> GIVEN EXERCISE
Write out every line of the items below, keeping the requests, and add 86 to each number in the point coordinates. Leave the pictures out.

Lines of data
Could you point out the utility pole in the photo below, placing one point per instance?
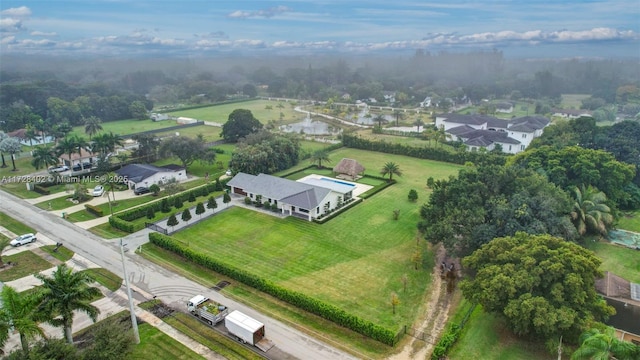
(134, 321)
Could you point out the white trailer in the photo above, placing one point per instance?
(247, 330)
(207, 309)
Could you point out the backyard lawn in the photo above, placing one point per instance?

> EXERCISE SOLUTION
Could you point out the utility pole in the photo below, placing one point per instance?
(220, 407)
Could you point out the white trailer in the photo above, placing one point per instance?
(333, 416)
(293, 395)
Could you point out the backyard lawn in the photo above, placing one point per instance?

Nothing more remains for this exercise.